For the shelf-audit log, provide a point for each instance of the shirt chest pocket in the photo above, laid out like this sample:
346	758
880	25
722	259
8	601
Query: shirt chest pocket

--- Written exercise ---
Each line of the listing should be echoed back exactly.

--- Worked solution ---
For the shelf-audit log, provide a point for each instance of the shirt chest pocket in the photo above, laid out like this sample:
346	758
880	25
722	259
8	601
Query: shirt chest pocket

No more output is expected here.